Records for this exercise:
++++

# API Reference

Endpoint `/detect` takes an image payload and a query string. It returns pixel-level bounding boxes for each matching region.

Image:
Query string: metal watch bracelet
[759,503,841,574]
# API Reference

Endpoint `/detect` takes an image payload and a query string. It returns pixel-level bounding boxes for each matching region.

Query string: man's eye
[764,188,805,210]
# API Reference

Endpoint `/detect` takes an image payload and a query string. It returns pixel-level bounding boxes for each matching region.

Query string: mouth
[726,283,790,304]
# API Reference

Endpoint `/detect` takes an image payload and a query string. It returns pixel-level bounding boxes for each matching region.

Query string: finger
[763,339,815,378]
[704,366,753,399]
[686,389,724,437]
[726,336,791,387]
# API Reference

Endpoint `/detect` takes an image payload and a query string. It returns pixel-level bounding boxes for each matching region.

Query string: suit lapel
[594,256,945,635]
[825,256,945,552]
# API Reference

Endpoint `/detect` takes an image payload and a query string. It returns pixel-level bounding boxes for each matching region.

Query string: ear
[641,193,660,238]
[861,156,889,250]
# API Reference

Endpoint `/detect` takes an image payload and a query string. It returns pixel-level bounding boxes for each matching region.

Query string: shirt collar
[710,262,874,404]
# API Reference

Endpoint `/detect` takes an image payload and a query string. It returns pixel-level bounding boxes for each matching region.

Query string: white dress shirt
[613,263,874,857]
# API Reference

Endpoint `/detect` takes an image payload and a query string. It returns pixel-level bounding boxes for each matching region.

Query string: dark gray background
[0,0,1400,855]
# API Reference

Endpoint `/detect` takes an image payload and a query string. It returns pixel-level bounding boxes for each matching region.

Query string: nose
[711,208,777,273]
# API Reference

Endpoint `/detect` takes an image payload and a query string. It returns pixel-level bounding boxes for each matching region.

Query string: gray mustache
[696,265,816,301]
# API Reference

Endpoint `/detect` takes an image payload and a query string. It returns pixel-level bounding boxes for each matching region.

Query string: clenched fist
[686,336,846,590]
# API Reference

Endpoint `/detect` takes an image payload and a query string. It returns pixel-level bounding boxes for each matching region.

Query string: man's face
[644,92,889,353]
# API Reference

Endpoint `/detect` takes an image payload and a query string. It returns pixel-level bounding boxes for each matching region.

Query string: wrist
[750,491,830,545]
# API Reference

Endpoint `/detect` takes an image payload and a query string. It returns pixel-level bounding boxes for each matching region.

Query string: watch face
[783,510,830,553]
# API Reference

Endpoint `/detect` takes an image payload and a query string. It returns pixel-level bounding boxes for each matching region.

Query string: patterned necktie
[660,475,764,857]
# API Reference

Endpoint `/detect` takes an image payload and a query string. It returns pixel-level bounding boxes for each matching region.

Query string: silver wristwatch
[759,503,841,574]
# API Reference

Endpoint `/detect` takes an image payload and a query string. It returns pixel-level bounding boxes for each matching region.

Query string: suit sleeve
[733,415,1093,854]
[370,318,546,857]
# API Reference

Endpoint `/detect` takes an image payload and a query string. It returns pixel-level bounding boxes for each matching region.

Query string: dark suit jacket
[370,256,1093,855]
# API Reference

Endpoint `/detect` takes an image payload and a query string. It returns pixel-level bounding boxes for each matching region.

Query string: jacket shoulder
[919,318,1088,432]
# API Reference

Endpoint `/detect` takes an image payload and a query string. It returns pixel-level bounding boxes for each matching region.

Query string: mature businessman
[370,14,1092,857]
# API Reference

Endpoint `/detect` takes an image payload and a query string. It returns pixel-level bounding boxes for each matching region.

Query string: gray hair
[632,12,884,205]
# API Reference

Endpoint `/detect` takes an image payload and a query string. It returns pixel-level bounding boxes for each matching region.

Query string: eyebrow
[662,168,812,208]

++++

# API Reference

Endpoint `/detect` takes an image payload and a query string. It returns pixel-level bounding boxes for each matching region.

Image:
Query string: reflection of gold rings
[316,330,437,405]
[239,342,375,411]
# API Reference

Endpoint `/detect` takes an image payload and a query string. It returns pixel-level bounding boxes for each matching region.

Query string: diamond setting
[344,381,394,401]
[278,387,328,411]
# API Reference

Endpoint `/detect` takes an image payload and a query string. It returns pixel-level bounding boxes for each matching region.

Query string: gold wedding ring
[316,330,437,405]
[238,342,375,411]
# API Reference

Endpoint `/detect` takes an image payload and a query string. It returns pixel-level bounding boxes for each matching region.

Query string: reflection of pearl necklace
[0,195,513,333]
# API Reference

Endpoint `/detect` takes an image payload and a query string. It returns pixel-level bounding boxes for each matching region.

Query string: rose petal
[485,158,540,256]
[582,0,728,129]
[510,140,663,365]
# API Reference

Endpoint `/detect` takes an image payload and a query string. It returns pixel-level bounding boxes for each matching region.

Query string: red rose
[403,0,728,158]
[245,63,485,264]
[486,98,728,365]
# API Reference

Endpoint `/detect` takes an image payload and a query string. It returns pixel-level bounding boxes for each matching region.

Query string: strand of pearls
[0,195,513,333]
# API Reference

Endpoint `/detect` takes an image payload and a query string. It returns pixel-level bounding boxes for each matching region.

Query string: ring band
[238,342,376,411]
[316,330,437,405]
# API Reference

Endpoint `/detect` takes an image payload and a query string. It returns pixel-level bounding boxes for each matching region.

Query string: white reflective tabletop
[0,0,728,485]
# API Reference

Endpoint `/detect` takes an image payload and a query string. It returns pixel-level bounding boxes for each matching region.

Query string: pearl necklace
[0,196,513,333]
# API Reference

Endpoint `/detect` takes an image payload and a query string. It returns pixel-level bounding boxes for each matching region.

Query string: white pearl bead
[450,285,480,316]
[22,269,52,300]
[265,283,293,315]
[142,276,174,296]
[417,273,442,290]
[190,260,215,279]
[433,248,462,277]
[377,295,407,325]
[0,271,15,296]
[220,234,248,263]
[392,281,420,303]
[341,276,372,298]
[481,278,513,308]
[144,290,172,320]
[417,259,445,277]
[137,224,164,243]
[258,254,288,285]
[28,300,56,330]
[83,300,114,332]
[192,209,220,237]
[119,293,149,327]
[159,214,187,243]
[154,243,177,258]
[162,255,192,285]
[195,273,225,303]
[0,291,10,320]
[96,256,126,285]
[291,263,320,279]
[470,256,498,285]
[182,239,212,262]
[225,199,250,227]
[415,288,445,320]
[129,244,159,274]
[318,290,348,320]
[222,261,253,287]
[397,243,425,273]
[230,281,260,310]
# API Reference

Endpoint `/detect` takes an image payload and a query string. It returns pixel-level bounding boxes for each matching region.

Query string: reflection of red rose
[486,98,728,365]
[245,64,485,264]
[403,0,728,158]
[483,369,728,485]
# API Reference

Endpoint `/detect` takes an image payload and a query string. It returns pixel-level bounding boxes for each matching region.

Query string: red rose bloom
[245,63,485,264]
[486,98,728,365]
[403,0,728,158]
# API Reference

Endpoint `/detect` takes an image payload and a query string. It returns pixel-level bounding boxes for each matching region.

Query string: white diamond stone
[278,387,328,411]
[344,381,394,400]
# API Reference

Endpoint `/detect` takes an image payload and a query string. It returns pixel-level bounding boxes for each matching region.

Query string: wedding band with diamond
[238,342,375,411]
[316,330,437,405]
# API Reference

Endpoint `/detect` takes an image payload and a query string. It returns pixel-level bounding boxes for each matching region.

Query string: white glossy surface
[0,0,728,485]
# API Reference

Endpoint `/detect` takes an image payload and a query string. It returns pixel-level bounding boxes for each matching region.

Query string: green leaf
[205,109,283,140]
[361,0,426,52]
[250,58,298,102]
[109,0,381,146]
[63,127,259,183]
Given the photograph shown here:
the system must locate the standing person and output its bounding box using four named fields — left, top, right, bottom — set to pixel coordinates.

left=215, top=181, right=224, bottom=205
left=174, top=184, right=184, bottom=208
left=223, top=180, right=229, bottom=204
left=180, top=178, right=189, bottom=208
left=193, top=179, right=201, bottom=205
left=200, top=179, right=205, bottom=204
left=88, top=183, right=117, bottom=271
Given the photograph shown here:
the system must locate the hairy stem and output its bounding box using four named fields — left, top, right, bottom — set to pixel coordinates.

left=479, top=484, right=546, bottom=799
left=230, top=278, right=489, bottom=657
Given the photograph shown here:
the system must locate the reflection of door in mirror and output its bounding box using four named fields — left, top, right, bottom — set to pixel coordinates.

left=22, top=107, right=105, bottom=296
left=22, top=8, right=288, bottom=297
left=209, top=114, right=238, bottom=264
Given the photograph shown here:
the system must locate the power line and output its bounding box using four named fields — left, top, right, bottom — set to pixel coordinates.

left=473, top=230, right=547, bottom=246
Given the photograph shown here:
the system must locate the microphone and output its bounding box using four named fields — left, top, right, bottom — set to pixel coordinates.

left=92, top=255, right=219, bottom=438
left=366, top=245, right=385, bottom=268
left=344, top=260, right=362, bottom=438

++++

Return each line of the rows above that contains the string "using". Case counts.

the system must locate the standing person and output its bounding box using four named fields — left, top, right, bottom — set to pixel coordinates.
the system must locate the hairy stem and output its bounding box using four named fields — left, top, right, bottom — set to pixel coordinates.
the system must locate the reflection of door in mirror and output its bounding box using four named fields — left, top, right, bottom — set to pixel coordinates.
the system must locate the power line and output its bounding box using four named fields — left, top, right, bottom — set to pixel coordinates.
the system must locate the microphone and output its bounding box using four named fields — left, top, right, bottom — set to pixel coordinates.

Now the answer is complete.